▶ _Task to complete_: Restate the records below word for word, leaving nothing out.

=== Section Start ===

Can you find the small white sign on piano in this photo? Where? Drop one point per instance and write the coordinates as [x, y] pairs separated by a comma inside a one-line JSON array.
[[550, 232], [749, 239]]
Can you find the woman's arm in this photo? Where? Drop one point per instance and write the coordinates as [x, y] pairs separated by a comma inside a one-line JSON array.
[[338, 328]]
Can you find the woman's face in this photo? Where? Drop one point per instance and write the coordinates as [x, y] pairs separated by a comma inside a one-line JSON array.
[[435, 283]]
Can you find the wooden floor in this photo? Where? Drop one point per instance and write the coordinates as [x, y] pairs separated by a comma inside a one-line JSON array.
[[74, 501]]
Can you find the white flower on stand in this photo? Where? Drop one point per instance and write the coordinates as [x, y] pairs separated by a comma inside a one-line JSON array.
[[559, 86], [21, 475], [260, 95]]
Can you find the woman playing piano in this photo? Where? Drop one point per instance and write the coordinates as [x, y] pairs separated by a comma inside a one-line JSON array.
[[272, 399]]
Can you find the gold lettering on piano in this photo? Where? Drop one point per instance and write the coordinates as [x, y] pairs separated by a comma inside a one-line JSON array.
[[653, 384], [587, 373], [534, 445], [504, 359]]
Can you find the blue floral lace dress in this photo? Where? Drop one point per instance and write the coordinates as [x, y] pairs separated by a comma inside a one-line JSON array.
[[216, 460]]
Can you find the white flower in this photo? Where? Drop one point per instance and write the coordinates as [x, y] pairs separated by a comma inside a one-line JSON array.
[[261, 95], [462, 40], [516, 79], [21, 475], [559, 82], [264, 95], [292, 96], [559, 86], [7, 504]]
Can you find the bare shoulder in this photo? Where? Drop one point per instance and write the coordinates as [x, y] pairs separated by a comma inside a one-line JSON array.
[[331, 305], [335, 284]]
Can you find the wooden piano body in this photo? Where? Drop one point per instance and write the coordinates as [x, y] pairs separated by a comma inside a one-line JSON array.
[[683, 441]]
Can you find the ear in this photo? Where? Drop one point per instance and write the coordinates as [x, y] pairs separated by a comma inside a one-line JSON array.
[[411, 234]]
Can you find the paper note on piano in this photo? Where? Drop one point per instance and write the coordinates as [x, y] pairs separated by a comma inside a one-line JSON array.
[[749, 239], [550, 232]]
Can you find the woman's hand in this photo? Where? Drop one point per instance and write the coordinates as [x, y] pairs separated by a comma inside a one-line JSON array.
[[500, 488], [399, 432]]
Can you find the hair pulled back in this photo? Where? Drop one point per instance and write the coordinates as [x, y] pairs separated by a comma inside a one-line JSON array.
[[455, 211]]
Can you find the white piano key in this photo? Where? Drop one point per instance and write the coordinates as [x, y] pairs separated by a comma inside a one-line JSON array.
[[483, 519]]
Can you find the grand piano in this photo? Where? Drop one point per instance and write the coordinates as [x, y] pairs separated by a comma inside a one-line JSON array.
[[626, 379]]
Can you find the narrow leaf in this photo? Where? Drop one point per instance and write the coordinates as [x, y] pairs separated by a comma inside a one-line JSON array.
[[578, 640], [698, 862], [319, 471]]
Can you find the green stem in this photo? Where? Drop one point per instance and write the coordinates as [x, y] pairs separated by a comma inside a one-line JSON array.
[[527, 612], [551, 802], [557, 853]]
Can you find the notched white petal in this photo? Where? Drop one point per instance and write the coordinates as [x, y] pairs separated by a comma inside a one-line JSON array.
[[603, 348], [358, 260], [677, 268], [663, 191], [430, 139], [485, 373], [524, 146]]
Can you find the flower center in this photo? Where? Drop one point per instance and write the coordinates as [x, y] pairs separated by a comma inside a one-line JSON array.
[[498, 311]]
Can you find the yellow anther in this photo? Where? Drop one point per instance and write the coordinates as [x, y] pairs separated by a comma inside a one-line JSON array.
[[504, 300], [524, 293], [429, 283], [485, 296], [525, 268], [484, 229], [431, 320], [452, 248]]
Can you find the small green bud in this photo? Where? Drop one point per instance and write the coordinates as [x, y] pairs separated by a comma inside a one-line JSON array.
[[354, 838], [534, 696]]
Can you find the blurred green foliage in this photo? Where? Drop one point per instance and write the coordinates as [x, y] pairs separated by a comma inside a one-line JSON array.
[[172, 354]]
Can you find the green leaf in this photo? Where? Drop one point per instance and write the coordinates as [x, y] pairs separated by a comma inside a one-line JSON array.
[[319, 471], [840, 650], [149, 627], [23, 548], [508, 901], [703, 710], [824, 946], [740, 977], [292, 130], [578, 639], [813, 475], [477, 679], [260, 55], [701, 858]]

=== Section End ===

▶ _Answer to this exercise_:
Can you find the small white sign on piano in this photo? Where? Drop one point per instance and write the coordinates as [x, y] pairs separated by a comma inside a one-line JSON array.
[[550, 232], [749, 239]]
Can you find the woman's arm in this photo? Where? Drop one point per instance and write the coordinates as [x, y] pairs separated by a comma inside a one-line JSON array.
[[338, 328]]
Can you find the woman's face in this photo? Where? Drop one point per instance and write the coordinates as [x, y] pairs separated by a comma inside a one-line JSON array.
[[435, 283]]
Can you find the wooden floor in this photo? Where? Drop one point per instance and write the coordinates as [x, y] pairs separated by a comma inside a one-line JSON array.
[[74, 501]]
Can you find the white flower on stand in this photo? Where? Drop one point per instance and write the coordinates as [x, y] pairs separated by a comma inside a one-line JSON array.
[[559, 86], [21, 475], [260, 95]]
Can you find the woman playing piano in this photo? Where? Drop one point per instance and write the coordinates as [x, y] pairs separated by a comma inside a one-line JSON array.
[[272, 399]]
Can you find the gold lettering on piano in this photo? Where? Drop one point per instance and write the coordinates as [x, y] pairs separated by a comma inside a one-line JSON array.
[[653, 384], [587, 373], [534, 445], [504, 359]]
Can you find the blue floral lace dress in this photo? Where? Drop one point per instance and write the coordinates as [x, y] pairs separated by a comma inside a one-line JSON array.
[[216, 460]]
Can you find the white flower in this photo? Where? Drop one point per instance and write the coordinates as [x, y] pairs separated by a comma inside a one-line JSON array.
[[261, 95], [462, 40], [516, 79], [21, 475], [559, 82], [264, 95], [292, 96], [559, 86], [7, 504]]
Can you find the bare shoulder in this photo? Where? Drop one point per instance and write the coordinates as [x, y] pairs separated by a comma inside a one-line JSON array.
[[331, 305], [335, 284]]
Can you find the wooden piano body in this photo? Where? Drop one point per instance and write the coordinates as [x, y] pairs separated by a comma inside a one-line JSON array.
[[683, 441]]
Can you find the ear in this photo? Where? Drop one point per instance and write the coordinates as [x, y] pairs separated by a comma inside a one-line JSON array.
[[411, 234]]
Can you find the paper note on piano in this photo? Where? Drop one point per instance and write the coordinates as [x, y] pairs separated by a comma inside a one-line JSON array.
[[749, 239], [550, 232]]
Can you find the woman's hand in this photo? Where? Drop one point per instance and write the coordinates as [x, y] pairs separated by a comma inside a one-line JSON array.
[[500, 488], [399, 432]]
Can you find the hair pulled back in this photo? Where? Drop one point per instance and write the coordinates as [x, y] pairs separated by a comma inside a one-line JSON array.
[[455, 211]]
Can you find the white piano key in this photo? Where? Drop one point per instance and write the coordinates as [x, y] pairs separated by a comma inside a one-line JSON array.
[[483, 519]]
Can you find the grand piano in this photo? Where? Drop one point per instance and write the coordinates as [x, y] pairs separated by a comma inside a one-line JSON array.
[[626, 379]]
Can you find the narrow leaf in this photo? Where? Drop one point per instance and write the coordinates as [x, y] pairs separated by a comma inside a one-line JSON array.
[[578, 640], [698, 862], [319, 471]]
Can you find the green stem in this photo? Where? Drop one point per instance and write the coordinates as [x, y] pairs separated by a comma inside a one-line JSON array.
[[527, 612], [551, 802], [557, 853]]
Can you find the notched white petal in this photo? Where? Drop one point per instance and write the coordinates as [x, y] pairs separated by a comma inside a one-line JSON array.
[[603, 348], [358, 260], [677, 268], [663, 191], [430, 139], [485, 373], [524, 146]]
Can you find the flower center in this photo? Where? Drop one point per instance and write the coordinates as [x, y] pairs separated by a comma inside a one-line JSON array.
[[498, 311]]
Can you find the yellow anther in this photo? Where? Drop one point per instance and write the coordinates as [x, y] pairs separated by a comma inside a one-line JSON array.
[[504, 300], [524, 293], [429, 283], [485, 296], [525, 268], [484, 229], [431, 320], [452, 248]]
Can you find the small green bud in this photo? Where? Drop one point per instance and write the coordinates as [x, y] pairs separated by a comma inside a one-line JSON array.
[[354, 838], [534, 696]]
Can you find the blurred green foliage in this photo? Where? Drop one point per instance and write the coordinates as [x, y] pairs separated by a comma inside a one-line JSON array.
[[172, 354]]
Can you find the green leaf in this photo? Where? Drop one point per instance and write the coordinates as [x, y] pairs separated by a comma inside a one-line JSON array.
[[319, 471], [840, 650], [149, 627], [23, 548], [508, 901], [703, 710], [824, 946], [740, 977], [292, 130], [578, 639], [813, 475], [477, 679], [260, 55], [701, 858]]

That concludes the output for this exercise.